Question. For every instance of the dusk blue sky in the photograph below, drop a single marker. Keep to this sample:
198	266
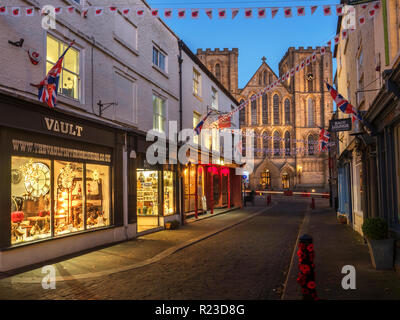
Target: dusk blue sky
254	37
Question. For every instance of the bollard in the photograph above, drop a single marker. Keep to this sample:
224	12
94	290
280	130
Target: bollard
306	278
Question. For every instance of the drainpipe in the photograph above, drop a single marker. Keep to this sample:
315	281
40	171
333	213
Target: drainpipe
180	180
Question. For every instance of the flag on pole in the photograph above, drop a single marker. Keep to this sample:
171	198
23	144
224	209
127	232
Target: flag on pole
49	86
199	126
343	104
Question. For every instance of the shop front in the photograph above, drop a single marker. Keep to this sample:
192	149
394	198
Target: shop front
61	190
156	190
208	187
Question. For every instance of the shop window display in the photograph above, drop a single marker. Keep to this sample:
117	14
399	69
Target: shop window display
30	199
147	192
97	196
68	197
168	193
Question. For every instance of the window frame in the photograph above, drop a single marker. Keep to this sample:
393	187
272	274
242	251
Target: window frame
79	65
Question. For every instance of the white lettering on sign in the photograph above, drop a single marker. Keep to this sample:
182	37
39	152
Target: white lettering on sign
63	127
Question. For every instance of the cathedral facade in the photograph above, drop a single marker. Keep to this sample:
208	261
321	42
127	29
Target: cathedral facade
286	120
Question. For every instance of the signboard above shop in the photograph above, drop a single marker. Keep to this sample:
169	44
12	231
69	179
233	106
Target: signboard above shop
340	125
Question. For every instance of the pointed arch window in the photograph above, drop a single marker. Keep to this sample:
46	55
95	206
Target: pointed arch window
312	144
287	111
264	103
218	71
287	143
253	110
310	113
276	109
242	114
277	143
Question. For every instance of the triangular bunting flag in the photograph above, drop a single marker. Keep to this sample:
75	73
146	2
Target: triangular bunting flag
222	13
167	13
15	11
181	13
274	11
248	13
234	13
262	13
301	11
313	9
29	12
194	13
327	10
98	11
287	12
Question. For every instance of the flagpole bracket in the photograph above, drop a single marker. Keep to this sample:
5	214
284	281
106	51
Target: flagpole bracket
105	106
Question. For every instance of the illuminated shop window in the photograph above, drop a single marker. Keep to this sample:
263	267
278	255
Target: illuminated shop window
32	214
169	207
69	84
30	199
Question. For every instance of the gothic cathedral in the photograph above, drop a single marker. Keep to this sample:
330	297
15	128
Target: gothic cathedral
286	120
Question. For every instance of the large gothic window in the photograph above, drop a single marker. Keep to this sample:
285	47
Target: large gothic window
287	111
312	144
218	71
253	110
277	143
310	113
242	114
264	103
287	143
265	143
276	109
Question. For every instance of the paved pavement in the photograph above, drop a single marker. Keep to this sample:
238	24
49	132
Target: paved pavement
246	261
337	245
243	254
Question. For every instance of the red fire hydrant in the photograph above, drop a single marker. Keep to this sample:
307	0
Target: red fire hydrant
306	278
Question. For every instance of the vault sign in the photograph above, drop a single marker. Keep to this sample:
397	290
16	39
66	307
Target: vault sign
340	125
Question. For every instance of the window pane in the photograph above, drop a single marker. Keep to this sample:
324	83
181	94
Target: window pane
71	61
169	207
70	85
68	199
97	196
30	199
53	52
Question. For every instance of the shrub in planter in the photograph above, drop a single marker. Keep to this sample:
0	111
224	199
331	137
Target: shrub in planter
379	244
172	225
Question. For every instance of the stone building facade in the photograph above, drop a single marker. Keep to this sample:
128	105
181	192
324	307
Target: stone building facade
286	121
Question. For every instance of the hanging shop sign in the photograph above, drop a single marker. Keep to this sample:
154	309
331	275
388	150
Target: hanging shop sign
340	125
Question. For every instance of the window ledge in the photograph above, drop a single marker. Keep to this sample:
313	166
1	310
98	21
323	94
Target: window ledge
160	71
126	45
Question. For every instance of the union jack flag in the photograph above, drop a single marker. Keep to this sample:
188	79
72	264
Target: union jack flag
201	123
343	104
324	137
49	86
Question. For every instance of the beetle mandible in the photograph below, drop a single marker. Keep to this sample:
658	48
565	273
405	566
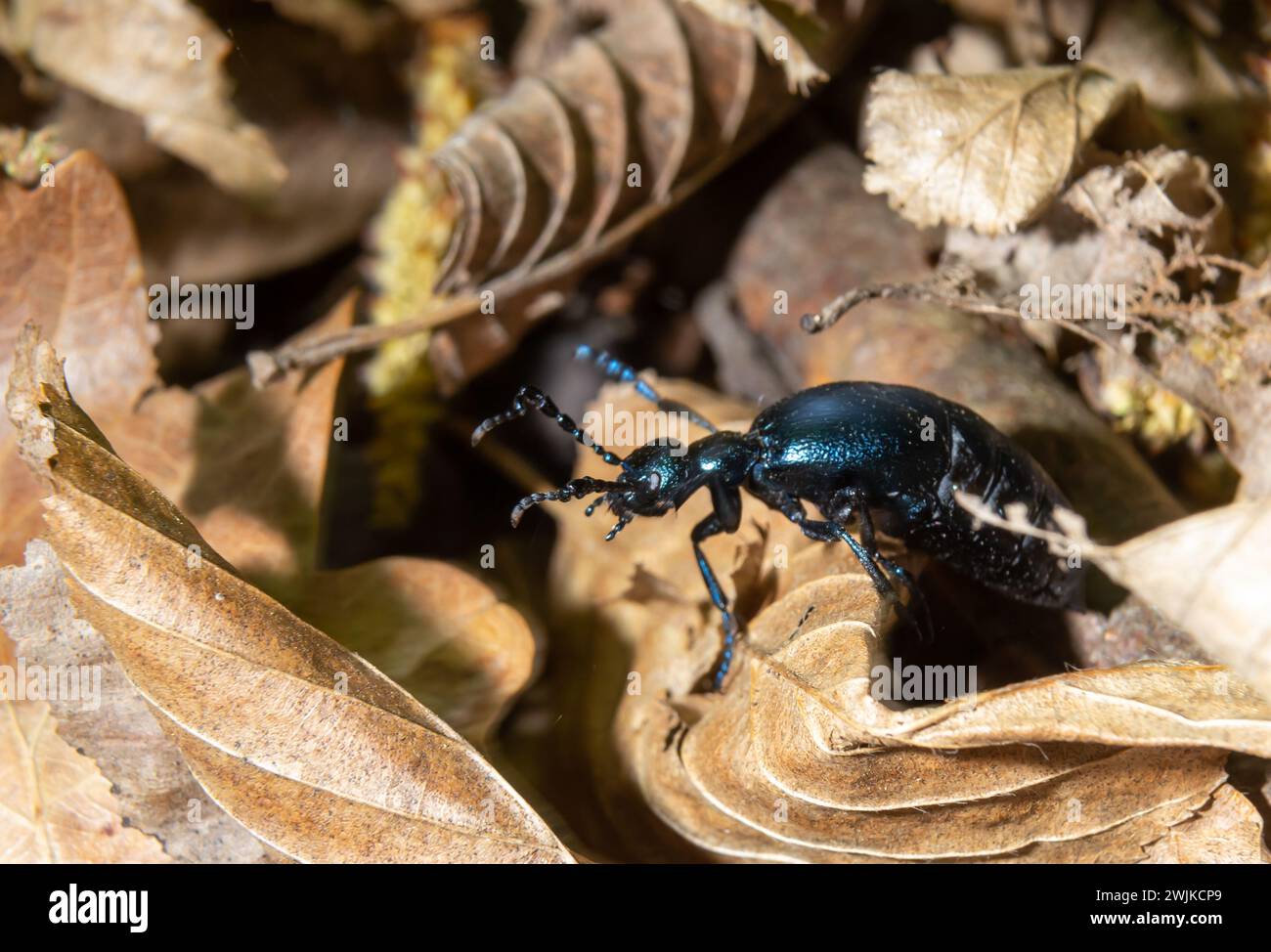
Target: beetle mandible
888	455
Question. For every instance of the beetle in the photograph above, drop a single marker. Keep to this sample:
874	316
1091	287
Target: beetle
889	456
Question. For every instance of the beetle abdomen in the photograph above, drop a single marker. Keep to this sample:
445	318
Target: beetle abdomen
984	462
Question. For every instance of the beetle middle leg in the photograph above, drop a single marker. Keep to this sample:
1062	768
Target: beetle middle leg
724	519
843	504
852	499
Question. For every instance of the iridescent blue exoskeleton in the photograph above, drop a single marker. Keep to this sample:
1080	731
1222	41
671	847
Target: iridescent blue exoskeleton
889	456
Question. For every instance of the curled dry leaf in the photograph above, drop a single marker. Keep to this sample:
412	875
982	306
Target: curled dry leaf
1225	600
800	761
568	165
775	37
572	163
986	152
435	630
1229	830
183	98
305	744
144	766
356	26
817	233
55	804
70	263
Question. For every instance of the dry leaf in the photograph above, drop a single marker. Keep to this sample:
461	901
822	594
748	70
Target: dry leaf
817	233
776	37
183	98
152	783
1207	574
567	167
1229	830
435	630
306	745
356	26
70	263
55	804
986	152
793	752
1152	229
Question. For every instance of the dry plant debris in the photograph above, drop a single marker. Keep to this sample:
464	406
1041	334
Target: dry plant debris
259	601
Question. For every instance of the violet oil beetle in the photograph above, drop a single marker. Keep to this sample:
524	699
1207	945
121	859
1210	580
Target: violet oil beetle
886	455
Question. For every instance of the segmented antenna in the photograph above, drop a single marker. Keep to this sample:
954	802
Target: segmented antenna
533	398
617	370
573	490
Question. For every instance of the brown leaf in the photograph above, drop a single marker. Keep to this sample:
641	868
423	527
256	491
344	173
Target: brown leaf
546	174
1152	228
1229	830
987	151
793	752
1224	600
185	100
148	774
310	748
70	265
818	233
55	804
435	630
773	34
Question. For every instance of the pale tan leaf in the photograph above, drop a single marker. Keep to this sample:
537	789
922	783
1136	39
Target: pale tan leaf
1228	830
1207	574
55	804
70	265
301	741
570	164
1210	575
149	777
433	629
136	55
987	151
776	38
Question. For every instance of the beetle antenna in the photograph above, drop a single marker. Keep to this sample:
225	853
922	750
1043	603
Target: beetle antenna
533	398
617	370
573	490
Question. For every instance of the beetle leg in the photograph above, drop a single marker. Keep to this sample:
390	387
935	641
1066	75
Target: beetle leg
724	519
825	530
853	501
618	370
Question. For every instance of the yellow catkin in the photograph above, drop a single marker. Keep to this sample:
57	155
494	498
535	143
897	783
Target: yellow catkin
411	237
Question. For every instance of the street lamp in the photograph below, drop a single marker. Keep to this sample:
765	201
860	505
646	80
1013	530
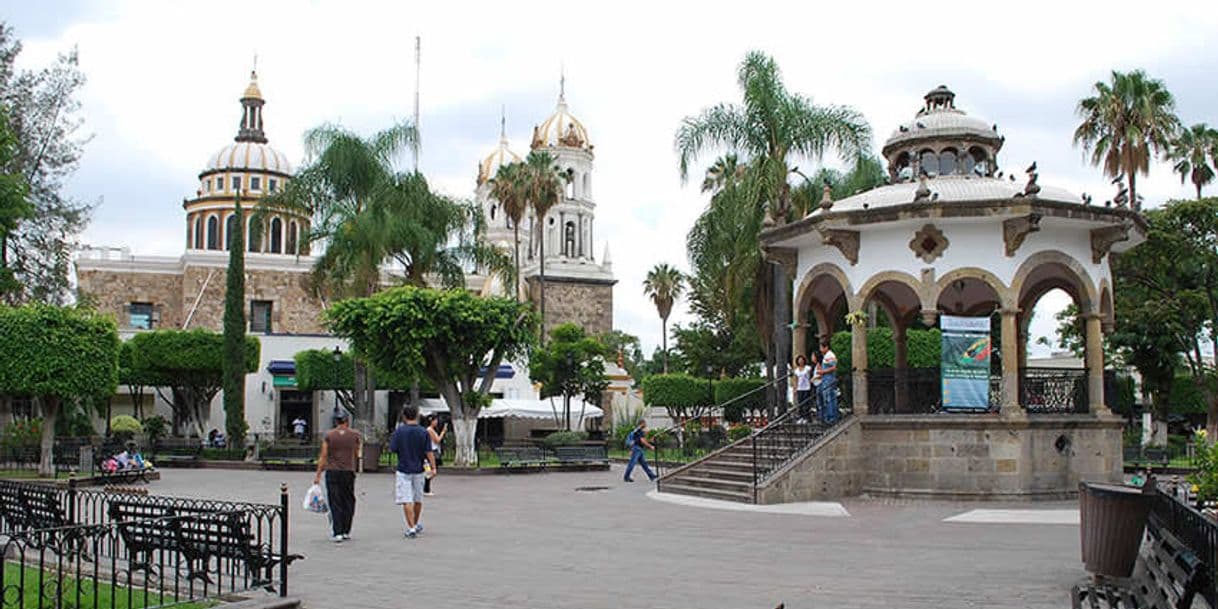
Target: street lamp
337	357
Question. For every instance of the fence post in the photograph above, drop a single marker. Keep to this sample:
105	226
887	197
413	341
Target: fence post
283	540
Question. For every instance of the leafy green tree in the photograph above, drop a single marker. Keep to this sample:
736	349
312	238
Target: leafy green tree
1126	122
44	113
15	206
190	364
545	183
570	364
664	285
1194	154
56	355
509	186
451	337
771	128
234	366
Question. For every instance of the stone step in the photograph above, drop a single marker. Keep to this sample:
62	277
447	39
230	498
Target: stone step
710	493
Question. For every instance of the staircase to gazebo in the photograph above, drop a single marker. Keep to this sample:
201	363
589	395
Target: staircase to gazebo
733	473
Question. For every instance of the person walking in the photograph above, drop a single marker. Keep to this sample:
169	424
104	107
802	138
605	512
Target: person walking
827	389
436	445
637	441
340	453
413	447
803	374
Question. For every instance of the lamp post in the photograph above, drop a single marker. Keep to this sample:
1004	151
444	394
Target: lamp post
337	358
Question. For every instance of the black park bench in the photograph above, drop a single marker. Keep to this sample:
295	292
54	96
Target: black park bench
155	534
1167	575
520	457
587	454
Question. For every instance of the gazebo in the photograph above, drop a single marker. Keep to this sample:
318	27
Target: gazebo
953	234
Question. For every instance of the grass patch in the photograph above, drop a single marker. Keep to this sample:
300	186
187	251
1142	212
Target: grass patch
87	593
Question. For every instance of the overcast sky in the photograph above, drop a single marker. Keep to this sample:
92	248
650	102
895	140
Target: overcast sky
165	77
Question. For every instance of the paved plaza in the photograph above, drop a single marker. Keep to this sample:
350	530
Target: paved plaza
534	541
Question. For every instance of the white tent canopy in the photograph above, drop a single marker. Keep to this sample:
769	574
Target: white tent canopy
548	408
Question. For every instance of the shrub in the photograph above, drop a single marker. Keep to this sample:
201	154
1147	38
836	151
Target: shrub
126	426
156	426
731	390
739	432
564	439
22	432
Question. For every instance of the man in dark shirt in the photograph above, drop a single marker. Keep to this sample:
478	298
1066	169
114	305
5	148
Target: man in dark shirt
340	453
413	446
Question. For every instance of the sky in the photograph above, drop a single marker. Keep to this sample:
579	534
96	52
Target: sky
163	80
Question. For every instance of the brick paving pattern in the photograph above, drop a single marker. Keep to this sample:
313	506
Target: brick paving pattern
532	541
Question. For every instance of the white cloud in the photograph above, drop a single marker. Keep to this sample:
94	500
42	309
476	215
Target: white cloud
163	80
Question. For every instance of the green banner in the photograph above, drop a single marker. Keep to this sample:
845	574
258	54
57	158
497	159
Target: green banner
965	362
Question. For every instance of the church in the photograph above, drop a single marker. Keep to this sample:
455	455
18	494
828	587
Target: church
147	292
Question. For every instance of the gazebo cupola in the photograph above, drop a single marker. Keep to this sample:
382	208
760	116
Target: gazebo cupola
942	140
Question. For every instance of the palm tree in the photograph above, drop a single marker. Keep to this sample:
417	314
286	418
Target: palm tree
509	188
770	129
1124	123
664	284
1195	151
341	189
543	190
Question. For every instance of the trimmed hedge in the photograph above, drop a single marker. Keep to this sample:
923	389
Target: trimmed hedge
675	391
922	347
731	389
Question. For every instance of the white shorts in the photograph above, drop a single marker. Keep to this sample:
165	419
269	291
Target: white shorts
408	487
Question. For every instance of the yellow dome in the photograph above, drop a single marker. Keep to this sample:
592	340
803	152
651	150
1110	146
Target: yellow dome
562	129
251	90
501	156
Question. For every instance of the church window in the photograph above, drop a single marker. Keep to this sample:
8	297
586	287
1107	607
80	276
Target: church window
213	233
139	316
291	236
277	236
260	316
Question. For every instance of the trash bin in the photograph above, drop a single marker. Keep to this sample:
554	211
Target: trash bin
1112	519
372	456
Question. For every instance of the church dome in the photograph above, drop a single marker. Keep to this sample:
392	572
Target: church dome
562	129
249	150
501	156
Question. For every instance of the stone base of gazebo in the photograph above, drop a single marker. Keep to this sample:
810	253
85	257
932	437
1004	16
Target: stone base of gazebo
955	457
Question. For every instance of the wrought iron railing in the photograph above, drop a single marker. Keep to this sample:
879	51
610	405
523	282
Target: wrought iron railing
1194	529
1052	390
176	547
782	441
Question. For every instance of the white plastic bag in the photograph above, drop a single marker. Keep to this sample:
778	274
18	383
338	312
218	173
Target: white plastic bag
314	501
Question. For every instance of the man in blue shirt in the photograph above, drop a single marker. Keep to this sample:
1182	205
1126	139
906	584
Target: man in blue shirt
412	445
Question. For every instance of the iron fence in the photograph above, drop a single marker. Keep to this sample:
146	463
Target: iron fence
137	543
1169	510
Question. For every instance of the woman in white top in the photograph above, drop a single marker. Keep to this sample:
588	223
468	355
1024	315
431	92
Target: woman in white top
803	374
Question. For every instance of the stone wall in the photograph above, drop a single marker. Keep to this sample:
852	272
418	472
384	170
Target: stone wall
834	470
973	456
112	291
586	303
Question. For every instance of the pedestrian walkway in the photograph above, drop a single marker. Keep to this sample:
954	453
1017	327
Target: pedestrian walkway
536	541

◇ ◇ ◇ ◇ ◇

▸ **To be done**: From the line containing "Question. For every instance of the white plastic" to the last line of the material, please quote every line exactly and only those.

▸ **The result**:
Question. For every instance of the white plastic bag in the photograph above, drop a single marker. Keep to this sample:
778	274
18	383
338	312
218	173
Target: white plastic bag
314	501
Question. For every instance of the man in blue shirt in the photograph above, drop a single marker. Keep to this sample:
1182	205
1126	139
906	584
Target: man in blue shirt
412	445
Question. For every instance of the iron fence in the photograph above, drop a single marker. Keep to this sample:
146	463
Target: iron fence
137	543
1169	510
Question. For every instance of the woman in white top in the photograph above, drop a single marker. Keep to this sample:
588	223
468	355
1024	315
431	92
Target: woman in white top
803	374
Question. For every instance of the stone wall in the photograph above, drop a single marker. Keep to this sample:
852	272
418	472
384	170
Target: stone wall
834	470
973	456
112	291
586	303
Question. For every instance of the pedestrian walkway in the photograph above, drop a single marker. Keep to this sample:
954	453
1017	327
Target: pedestrian walkway
536	541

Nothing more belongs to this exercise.